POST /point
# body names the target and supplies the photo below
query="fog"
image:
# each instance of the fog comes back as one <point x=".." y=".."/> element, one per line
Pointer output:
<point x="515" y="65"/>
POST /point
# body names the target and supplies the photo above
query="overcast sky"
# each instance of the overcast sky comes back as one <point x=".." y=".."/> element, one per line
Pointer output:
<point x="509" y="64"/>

* * *

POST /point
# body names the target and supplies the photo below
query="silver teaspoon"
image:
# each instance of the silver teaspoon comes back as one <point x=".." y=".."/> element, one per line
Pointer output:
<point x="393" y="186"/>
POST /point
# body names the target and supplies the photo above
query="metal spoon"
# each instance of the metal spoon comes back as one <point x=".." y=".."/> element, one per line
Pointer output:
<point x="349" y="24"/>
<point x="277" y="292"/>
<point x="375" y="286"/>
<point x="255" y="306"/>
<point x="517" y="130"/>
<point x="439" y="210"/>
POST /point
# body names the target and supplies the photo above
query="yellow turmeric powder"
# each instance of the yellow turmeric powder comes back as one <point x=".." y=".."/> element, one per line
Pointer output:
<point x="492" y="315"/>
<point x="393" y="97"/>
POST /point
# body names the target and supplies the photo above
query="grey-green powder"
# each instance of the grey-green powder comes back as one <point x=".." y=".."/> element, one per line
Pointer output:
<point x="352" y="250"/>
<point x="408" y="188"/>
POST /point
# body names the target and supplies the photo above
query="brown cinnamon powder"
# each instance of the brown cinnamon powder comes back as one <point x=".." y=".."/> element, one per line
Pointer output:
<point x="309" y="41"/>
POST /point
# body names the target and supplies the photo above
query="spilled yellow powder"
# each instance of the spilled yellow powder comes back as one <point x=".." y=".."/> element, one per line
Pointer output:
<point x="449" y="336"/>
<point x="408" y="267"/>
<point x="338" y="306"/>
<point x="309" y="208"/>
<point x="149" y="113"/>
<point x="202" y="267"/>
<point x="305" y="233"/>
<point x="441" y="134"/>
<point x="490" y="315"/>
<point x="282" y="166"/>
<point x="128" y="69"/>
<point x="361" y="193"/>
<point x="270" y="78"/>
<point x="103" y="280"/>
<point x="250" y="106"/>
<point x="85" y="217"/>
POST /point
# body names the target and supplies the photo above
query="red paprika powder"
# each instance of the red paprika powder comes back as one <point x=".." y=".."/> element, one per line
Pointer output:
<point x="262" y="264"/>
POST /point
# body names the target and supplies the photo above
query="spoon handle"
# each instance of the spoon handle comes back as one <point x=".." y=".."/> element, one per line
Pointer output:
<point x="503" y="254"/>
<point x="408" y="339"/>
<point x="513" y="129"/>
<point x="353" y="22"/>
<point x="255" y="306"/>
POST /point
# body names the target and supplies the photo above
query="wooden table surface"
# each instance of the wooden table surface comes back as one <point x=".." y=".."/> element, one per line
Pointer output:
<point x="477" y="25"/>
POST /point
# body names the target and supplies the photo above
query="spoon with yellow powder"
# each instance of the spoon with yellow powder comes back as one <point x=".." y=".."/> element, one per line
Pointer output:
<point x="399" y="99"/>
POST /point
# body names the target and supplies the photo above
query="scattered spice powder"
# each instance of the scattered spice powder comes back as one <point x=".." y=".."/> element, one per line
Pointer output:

* * *

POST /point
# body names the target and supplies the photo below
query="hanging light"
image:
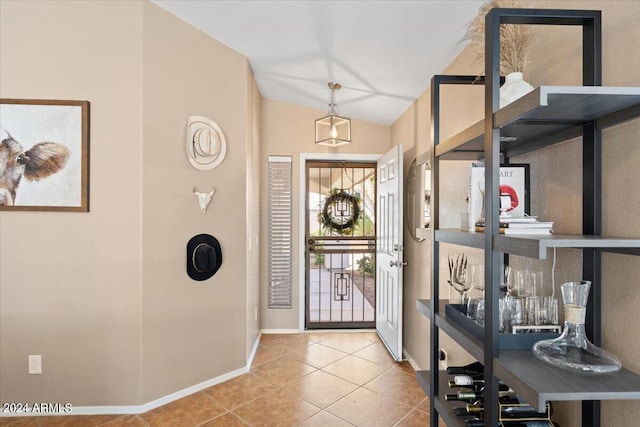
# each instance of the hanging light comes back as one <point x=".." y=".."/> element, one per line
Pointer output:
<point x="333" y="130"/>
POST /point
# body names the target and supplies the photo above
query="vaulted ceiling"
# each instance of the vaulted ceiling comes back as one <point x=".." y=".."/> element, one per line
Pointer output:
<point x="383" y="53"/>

* * *

Show every line of the material above that contains the word "cinnamon".

**RESULT BELOW**
query="brown cinnamon powder"
# each instance of the brown cinnamon powder comes back as one <point x=".." y=".."/> element, one per line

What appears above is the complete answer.